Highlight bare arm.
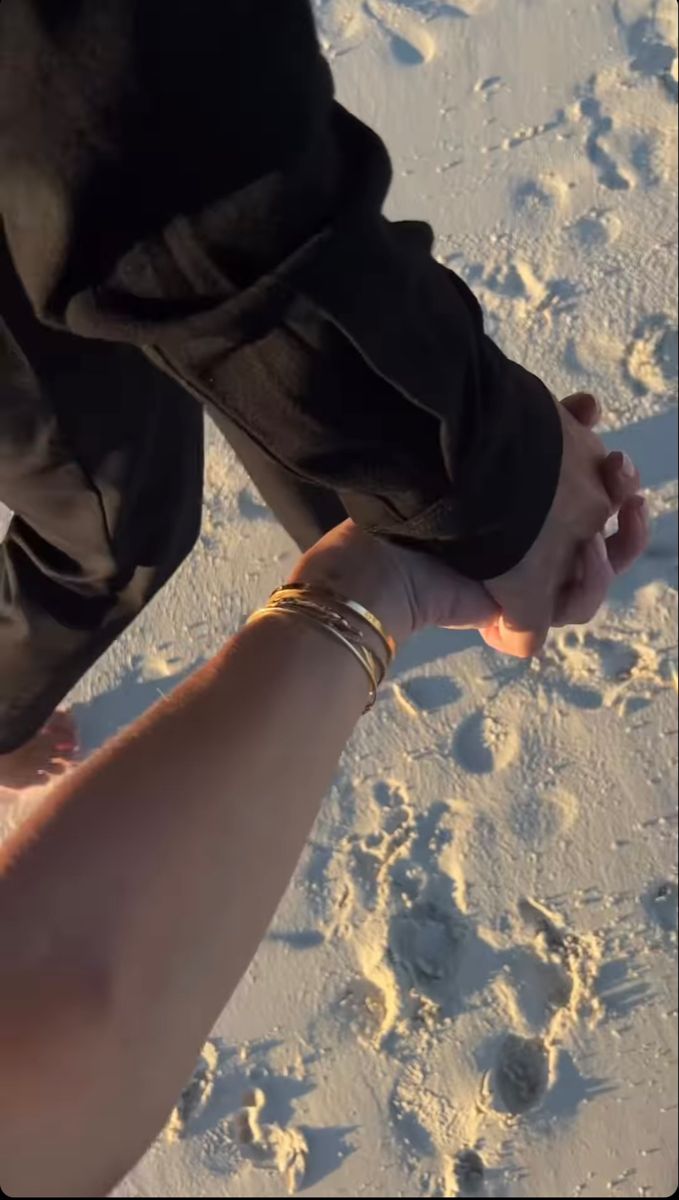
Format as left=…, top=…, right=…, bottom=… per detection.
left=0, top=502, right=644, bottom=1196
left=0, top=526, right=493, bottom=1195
☆ ☆ ☆ ☆ ☆ ☆ ☆
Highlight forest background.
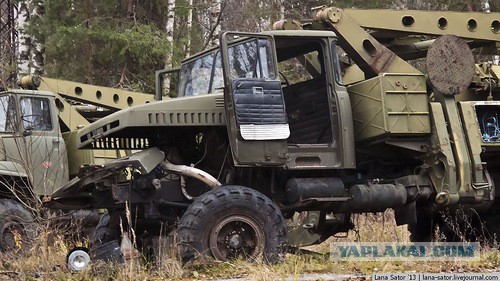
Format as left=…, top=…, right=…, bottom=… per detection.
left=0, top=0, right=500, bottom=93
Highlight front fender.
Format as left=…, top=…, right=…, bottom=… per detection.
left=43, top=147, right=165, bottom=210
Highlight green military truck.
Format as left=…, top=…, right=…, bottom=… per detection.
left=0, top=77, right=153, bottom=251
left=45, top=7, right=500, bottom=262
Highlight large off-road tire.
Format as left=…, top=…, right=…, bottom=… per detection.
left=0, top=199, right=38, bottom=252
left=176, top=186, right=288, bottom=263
☆ ☆ ☆ ☆ ☆ ☆ ☆
* **Directions for this task**
Please update the stretch of data from the line containing "Highlight forest background." through the line containing "left=176, top=186, right=288, bottom=263" by changing "Highlight" to "Outline" and keeping everything else the same. Leave the pictures out.

* **Full output**
Outline forest background.
Format as left=…, top=…, right=…, bottom=… per detection.
left=0, top=0, right=500, bottom=93
Outline front fender.
Format as left=…, top=…, right=…, bottom=… per detection.
left=43, top=147, right=165, bottom=210
Outline green military truck.
Format as left=…, top=…, right=…, bottom=… per detection.
left=0, top=77, right=153, bottom=251
left=45, top=7, right=500, bottom=262
Outline large off-road tire.
Format as left=…, top=…, right=…, bottom=… per detection.
left=0, top=199, right=38, bottom=252
left=176, top=186, right=288, bottom=263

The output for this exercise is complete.